Task: Starting at the line with "Does the image above contain any stadium", repeat every line exactly until the records end, including the last one.

BEGIN Extracted entries

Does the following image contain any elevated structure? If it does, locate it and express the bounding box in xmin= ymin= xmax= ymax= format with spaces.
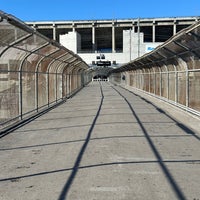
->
xmin=0 ymin=11 xmax=90 ymax=130
xmin=1 ymin=10 xmax=200 ymax=130
xmin=110 ymin=20 xmax=200 ymax=116
xmin=27 ymin=17 xmax=199 ymax=65
xmin=1 ymin=82 xmax=200 ymax=200
xmin=0 ymin=12 xmax=200 ymax=200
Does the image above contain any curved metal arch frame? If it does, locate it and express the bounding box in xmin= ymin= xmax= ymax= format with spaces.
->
xmin=45 ymin=53 xmax=75 ymax=104
xmin=109 ymin=22 xmax=200 ymax=118
xmin=0 ymin=11 xmax=89 ymax=128
xmin=46 ymin=54 xmax=77 ymax=101
xmin=47 ymin=52 xmax=72 ymax=73
xmin=18 ymin=42 xmax=50 ymax=118
xmin=0 ymin=33 xmax=34 ymax=58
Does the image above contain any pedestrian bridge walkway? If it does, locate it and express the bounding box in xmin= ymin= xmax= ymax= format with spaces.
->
xmin=0 ymin=82 xmax=200 ymax=200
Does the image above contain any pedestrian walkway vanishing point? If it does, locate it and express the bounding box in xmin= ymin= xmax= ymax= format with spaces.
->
xmin=0 ymin=82 xmax=200 ymax=200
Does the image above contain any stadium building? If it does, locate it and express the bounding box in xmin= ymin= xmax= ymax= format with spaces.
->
xmin=27 ymin=17 xmax=199 ymax=67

END Extracted entries

Task result:
Does the image above contain any stadium building? If it does, locate it and express the bounding box in xmin= ymin= xmax= ymax= format with spaces.
->
xmin=27 ymin=17 xmax=199 ymax=67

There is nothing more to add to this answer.